- _Consigne_: D'après l'extrait sur la Russie ci-dessous, de quoi chaque boyard armait-il ses paysans ? Donnez toutes ces armes.

- _Extrait du texte_:
+-------+
De la Russie aux xvie et xviie siècles.

Nous ne donnions point alors le nom de Russie à la Moscovie, et nous n’avions qu’une idée vague de ce pays ; la ville de Moscou, plus connue en Europe que le reste de ce vaste empire, lui faisait donner le nom de Moscovie. Le souverain prend le titre d’empereur de toutes les Russies, parce qu’en effet il y a plusieurs provinces de ce nom qui lui appartiennent, ou sur lesquelles il a des prétentions[1].

La Moscovie ou Russie se gouvernait au XVIe siècle à peu près comme la Pologne. Les boyards, ainsi que les nobles polonais, comptaient pour toute leur richesse les habitants de leurs terres : les cultivateurs étaient leurs esclaves. Le czar était quelquefois choisi par ces boyards ; mais aussi ce czar nommait souvent son successeur, ce qui n’est jamais arrivé en Pologne. L’artillerie était très-peu en usage au XVIe siècle dans toute cette partie du monde ; la discipline militaire inconnue : chaque boyard amenait ses paysans au rendez-vous des troupes, et les armait de flèches, de sabres, de bâtons ferrés en forme de piques, et de quelques fusils. Jamais d’opérations régulières en campagne, nuls magasins, point d’hôpitaux : tout se faisait par incursion, et, quand il n’y avait plus rien à piller, le boyard, ainsi que le staroste polonais, et le mirza tartare, ramenait sa troupe.
+-------+
- _Données brutes_:
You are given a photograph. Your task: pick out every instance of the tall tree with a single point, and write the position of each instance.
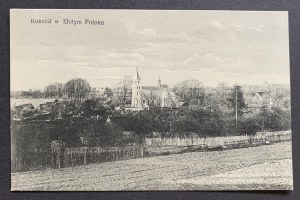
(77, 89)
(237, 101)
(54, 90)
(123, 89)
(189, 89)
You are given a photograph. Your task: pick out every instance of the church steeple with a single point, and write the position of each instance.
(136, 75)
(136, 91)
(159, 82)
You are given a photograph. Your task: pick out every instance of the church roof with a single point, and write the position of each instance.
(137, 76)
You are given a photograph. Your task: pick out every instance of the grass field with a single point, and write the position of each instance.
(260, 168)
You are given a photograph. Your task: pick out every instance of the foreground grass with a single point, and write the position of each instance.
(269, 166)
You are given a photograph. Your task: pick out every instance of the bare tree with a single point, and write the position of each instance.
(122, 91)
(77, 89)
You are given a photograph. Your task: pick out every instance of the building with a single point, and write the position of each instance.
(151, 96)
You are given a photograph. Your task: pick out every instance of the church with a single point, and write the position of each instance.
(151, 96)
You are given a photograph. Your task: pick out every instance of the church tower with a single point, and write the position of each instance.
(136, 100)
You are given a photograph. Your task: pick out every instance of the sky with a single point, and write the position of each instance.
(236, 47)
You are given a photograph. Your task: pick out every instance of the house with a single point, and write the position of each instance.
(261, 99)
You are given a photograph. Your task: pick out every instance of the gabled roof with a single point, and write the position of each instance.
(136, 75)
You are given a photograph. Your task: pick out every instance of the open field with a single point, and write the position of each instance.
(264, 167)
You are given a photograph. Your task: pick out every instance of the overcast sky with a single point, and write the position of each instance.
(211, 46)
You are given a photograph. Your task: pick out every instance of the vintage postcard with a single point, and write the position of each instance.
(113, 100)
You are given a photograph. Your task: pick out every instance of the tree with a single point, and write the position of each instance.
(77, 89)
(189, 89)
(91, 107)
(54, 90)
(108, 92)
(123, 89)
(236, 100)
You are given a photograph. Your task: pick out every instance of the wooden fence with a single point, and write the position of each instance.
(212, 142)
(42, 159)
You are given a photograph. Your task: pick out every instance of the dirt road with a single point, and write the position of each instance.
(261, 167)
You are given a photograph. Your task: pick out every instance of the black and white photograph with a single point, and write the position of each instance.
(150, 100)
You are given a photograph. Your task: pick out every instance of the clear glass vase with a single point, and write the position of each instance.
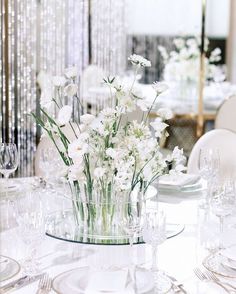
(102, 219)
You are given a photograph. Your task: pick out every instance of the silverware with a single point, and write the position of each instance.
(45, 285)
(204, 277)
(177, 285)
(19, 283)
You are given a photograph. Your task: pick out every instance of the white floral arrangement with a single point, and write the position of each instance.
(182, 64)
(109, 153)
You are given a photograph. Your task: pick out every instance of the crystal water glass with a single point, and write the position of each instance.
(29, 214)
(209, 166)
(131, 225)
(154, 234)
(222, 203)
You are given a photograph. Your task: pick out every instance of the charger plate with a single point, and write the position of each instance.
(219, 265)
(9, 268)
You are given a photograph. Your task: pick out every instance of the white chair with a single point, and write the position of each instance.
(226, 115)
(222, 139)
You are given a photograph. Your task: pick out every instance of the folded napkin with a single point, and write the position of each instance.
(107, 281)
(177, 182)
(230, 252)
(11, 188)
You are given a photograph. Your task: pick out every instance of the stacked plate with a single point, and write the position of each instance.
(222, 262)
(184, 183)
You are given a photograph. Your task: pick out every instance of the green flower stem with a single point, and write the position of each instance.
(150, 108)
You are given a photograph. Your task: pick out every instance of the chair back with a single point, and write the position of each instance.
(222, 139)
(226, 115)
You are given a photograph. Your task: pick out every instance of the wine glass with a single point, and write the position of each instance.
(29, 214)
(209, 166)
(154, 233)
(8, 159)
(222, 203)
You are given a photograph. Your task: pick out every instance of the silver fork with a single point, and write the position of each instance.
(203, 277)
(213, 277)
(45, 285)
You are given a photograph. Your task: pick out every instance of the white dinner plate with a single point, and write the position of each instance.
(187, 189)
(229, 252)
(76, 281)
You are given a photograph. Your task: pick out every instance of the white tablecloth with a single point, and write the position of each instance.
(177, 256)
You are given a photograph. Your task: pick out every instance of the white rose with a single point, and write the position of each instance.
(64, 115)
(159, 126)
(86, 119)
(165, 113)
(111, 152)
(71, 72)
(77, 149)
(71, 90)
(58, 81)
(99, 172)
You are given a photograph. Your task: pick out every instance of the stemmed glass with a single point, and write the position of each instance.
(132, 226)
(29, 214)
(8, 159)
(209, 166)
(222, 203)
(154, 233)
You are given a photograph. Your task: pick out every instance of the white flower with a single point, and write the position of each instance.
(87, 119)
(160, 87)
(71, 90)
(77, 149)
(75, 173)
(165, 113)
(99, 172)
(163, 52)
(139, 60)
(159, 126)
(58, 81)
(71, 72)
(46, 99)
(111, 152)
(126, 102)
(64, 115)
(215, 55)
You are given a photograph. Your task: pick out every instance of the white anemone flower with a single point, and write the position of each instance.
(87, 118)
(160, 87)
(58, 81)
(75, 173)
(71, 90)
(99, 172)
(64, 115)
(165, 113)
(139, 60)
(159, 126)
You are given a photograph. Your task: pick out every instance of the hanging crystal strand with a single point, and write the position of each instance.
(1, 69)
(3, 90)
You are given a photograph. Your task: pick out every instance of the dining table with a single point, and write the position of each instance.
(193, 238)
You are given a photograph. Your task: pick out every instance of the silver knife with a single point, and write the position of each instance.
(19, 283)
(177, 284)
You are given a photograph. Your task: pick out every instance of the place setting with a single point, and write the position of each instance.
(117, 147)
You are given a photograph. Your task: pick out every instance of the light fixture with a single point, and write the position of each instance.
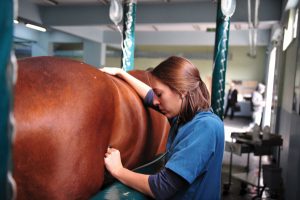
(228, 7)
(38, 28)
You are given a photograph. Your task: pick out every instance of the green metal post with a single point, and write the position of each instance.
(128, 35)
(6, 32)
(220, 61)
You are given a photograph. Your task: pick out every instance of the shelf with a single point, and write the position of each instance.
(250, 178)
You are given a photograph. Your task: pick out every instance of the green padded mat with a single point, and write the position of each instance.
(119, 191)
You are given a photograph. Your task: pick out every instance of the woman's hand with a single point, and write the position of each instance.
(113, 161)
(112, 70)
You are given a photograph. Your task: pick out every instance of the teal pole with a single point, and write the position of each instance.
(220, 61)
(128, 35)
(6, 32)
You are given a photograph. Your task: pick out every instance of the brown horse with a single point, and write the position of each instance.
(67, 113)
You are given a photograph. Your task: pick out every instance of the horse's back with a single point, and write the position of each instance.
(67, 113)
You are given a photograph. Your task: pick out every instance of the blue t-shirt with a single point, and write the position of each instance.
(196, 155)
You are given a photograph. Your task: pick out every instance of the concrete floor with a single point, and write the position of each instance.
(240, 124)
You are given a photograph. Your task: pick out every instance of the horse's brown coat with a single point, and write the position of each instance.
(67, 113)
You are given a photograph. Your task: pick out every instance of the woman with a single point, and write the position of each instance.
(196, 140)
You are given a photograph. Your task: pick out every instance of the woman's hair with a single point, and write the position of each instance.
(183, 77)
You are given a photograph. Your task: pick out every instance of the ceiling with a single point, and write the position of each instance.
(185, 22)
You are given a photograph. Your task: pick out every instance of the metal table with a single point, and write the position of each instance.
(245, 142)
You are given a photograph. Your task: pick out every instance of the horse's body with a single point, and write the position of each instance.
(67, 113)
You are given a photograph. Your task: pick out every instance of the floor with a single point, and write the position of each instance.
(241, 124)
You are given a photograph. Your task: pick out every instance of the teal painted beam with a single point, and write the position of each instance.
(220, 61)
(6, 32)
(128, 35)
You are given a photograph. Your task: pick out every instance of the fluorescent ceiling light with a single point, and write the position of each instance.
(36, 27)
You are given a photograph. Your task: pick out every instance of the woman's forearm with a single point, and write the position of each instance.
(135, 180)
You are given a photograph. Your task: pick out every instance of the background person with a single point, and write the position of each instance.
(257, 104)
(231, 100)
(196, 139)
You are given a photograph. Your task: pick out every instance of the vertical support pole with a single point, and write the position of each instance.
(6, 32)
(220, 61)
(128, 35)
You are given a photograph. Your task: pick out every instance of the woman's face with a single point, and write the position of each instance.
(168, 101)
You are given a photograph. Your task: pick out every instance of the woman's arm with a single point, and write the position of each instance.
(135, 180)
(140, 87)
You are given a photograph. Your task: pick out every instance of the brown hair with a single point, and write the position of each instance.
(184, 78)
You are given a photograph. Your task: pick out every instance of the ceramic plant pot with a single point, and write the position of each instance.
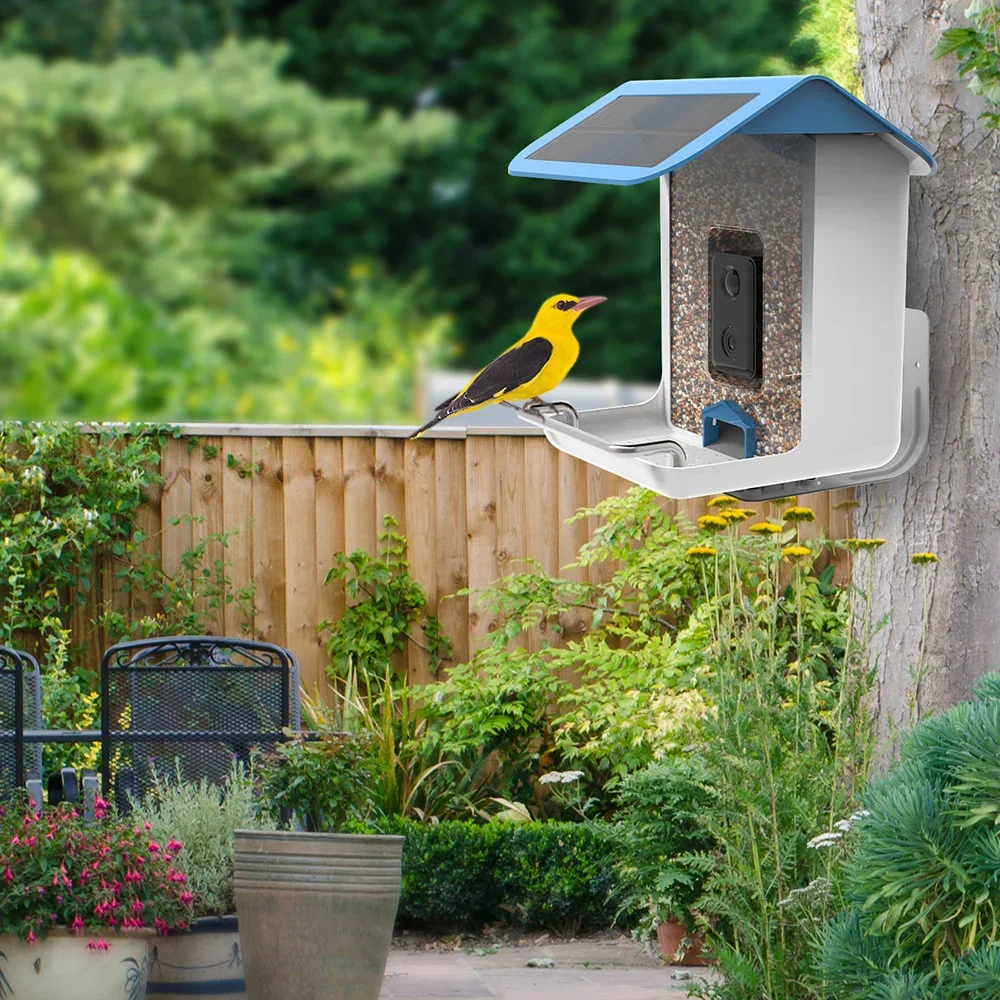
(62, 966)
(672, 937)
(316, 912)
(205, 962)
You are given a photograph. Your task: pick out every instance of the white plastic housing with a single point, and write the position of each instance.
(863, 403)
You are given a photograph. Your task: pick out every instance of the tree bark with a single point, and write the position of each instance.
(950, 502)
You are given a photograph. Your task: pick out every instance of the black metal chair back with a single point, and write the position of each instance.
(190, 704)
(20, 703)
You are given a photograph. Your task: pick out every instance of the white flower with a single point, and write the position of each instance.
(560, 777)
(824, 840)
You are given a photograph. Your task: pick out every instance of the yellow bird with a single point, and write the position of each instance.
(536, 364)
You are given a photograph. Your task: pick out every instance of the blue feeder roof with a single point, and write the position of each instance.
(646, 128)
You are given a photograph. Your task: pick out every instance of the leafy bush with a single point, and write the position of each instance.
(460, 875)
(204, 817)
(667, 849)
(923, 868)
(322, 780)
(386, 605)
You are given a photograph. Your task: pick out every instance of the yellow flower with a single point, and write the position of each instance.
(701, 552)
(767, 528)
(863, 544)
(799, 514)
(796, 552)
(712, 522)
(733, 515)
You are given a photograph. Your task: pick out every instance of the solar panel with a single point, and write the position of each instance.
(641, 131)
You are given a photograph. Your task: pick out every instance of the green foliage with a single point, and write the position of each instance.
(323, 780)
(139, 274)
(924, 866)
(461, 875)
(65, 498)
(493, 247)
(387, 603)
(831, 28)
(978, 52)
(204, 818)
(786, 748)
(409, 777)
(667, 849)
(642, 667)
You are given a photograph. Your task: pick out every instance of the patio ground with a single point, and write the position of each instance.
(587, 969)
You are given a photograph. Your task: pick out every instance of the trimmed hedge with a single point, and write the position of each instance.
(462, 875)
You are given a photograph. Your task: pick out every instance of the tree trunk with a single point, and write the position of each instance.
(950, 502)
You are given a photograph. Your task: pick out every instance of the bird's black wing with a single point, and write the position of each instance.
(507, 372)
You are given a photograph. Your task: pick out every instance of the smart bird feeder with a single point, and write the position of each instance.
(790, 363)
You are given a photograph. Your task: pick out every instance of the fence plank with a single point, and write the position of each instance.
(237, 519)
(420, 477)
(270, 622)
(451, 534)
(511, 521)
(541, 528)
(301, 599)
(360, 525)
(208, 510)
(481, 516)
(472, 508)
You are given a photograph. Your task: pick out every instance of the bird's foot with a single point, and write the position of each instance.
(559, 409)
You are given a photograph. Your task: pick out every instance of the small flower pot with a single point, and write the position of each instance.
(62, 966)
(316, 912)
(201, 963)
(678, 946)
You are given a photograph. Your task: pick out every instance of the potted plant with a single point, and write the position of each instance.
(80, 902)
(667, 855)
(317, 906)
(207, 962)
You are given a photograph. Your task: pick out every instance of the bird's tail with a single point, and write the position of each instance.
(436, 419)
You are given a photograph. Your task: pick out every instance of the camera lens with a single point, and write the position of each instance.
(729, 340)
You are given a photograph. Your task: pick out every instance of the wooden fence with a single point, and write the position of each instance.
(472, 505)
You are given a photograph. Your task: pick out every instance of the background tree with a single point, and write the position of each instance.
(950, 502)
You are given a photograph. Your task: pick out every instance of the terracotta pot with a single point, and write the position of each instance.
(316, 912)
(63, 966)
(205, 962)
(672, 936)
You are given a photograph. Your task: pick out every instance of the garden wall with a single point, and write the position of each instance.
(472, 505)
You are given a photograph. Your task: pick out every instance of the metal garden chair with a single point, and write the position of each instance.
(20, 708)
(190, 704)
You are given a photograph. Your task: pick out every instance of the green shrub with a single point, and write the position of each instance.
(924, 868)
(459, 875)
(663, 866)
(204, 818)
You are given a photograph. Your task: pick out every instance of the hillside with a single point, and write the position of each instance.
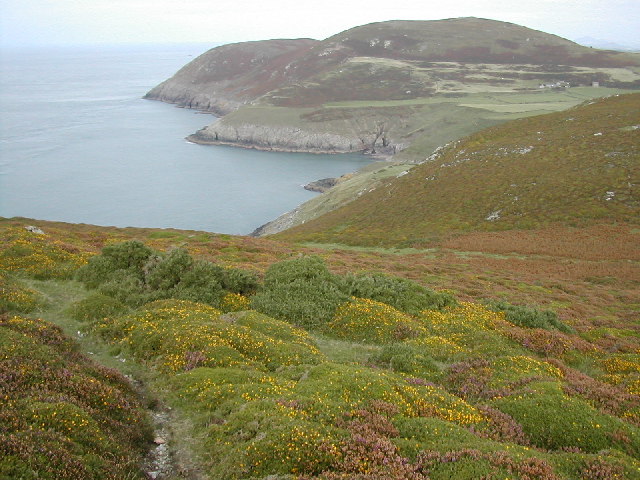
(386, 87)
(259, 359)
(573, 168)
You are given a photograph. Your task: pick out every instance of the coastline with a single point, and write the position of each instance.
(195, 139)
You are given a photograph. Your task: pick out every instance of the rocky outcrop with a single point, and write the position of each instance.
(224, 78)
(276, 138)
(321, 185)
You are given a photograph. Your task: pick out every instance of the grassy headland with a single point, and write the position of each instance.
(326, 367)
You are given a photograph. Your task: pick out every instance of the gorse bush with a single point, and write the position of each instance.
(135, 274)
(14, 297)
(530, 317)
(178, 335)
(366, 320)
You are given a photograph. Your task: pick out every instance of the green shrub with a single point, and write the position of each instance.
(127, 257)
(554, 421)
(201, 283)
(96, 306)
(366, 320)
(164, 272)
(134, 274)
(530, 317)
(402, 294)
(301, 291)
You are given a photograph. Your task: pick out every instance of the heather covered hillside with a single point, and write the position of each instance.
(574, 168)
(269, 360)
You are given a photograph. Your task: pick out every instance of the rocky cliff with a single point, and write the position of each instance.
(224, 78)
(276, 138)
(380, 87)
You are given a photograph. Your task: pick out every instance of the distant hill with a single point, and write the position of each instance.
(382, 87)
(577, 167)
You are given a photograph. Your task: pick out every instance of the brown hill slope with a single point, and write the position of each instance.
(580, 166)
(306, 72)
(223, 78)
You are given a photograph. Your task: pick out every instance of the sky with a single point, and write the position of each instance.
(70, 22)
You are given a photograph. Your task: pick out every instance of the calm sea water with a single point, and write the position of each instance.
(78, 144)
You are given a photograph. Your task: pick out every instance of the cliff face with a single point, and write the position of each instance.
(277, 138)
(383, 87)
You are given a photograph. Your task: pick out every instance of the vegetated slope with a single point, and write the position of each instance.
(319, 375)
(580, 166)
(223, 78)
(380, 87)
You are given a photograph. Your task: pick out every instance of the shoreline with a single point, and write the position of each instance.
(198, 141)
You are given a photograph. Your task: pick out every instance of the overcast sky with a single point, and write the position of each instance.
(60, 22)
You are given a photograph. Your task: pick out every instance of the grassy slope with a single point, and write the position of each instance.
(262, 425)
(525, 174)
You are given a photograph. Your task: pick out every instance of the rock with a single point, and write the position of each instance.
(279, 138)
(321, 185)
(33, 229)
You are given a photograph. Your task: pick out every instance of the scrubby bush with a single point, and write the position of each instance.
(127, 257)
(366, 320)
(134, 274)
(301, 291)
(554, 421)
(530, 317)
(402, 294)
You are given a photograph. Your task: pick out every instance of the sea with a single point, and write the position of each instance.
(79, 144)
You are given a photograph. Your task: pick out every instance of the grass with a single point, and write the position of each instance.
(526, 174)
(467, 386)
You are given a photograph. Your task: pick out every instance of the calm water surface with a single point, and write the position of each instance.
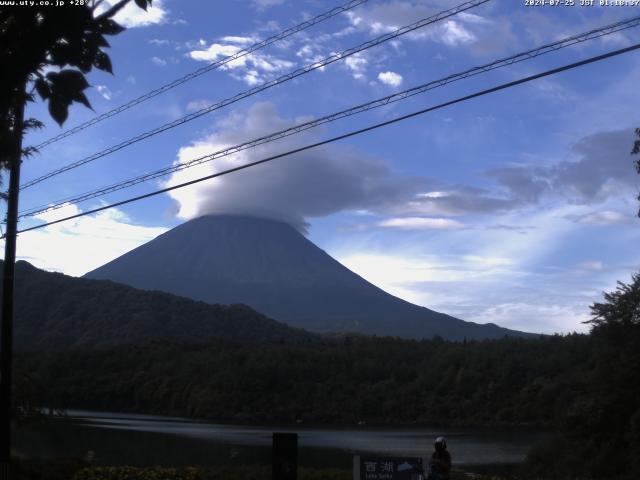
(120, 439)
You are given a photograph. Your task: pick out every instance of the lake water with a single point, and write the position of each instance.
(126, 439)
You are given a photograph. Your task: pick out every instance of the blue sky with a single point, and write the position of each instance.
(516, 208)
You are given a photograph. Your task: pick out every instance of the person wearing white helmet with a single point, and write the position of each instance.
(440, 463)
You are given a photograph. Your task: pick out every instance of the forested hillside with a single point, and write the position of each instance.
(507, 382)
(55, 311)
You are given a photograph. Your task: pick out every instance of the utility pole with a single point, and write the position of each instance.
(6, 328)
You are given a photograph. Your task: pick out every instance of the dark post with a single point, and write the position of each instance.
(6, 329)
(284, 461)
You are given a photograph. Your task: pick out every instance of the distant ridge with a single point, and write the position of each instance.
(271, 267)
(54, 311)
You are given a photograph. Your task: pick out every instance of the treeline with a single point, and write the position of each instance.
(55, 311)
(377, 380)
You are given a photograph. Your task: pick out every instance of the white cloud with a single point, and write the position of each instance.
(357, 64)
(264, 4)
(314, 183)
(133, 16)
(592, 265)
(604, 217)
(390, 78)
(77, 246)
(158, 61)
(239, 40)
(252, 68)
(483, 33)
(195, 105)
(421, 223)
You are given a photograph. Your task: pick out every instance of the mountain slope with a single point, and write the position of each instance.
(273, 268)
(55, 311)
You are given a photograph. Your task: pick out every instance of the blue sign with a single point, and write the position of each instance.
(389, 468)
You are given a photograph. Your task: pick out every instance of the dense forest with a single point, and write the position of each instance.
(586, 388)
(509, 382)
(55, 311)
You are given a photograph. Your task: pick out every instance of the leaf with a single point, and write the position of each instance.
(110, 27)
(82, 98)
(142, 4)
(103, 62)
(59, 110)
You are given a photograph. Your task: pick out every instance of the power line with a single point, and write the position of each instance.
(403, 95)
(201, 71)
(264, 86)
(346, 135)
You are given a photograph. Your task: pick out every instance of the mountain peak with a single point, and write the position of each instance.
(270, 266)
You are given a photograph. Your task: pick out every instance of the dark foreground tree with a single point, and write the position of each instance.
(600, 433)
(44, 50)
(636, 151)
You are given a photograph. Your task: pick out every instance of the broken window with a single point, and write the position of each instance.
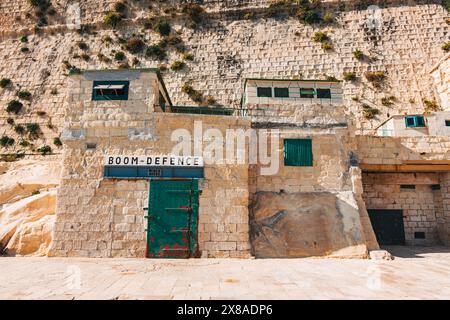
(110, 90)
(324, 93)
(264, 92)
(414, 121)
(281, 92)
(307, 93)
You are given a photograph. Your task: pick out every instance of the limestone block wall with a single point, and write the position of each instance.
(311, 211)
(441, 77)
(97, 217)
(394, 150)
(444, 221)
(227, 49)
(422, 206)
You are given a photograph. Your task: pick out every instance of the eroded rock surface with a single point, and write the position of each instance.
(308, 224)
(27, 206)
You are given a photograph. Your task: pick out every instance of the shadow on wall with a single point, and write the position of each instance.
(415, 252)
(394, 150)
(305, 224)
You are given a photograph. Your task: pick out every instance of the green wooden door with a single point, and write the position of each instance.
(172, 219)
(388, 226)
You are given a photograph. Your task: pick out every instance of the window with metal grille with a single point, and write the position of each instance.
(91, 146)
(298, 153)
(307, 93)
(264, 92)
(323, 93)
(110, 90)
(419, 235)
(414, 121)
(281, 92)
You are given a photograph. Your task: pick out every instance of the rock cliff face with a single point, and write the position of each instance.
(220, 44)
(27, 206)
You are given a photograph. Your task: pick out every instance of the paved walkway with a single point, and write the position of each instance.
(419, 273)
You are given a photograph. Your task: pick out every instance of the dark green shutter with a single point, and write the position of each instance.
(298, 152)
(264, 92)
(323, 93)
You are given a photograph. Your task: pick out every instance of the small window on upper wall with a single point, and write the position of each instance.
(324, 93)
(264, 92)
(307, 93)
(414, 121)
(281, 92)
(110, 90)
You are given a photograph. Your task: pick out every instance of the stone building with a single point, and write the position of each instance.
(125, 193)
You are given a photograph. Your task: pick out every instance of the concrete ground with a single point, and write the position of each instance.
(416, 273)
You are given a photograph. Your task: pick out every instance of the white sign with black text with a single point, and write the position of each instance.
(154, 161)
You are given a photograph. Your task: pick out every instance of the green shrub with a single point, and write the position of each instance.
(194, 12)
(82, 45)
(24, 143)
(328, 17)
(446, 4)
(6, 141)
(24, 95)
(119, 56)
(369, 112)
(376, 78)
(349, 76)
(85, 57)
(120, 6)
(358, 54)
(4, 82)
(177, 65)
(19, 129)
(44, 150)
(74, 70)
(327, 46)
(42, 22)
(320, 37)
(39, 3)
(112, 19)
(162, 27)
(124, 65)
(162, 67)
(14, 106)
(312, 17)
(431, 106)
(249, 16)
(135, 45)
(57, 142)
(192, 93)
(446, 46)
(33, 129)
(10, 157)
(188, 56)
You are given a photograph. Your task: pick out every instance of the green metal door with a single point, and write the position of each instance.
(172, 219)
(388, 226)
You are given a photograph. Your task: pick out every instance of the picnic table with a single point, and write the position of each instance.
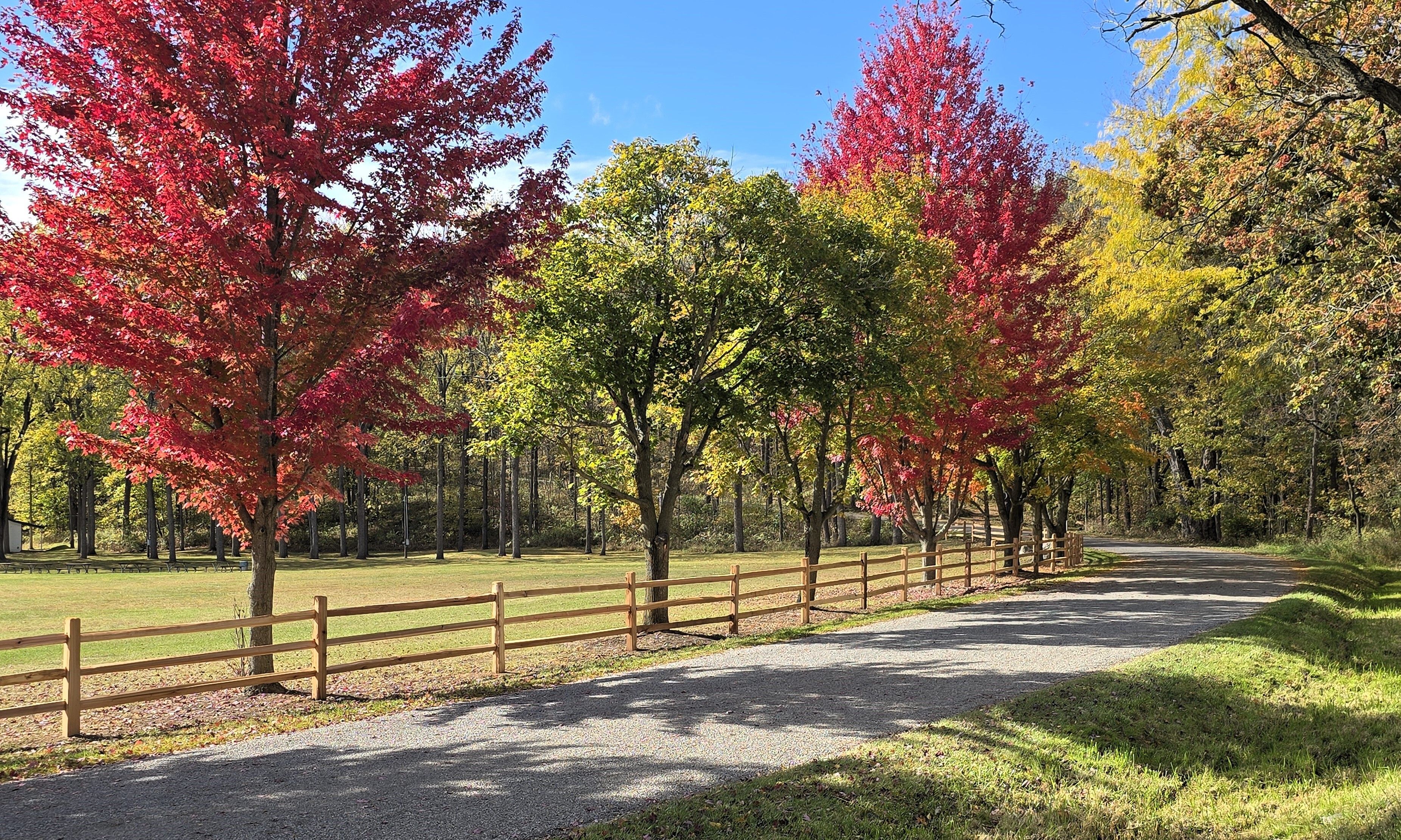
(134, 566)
+-------+
- _Réponse_:
- des flèches
- des sabres
- des bâtons ferrés en forme de piques
- quelques fusils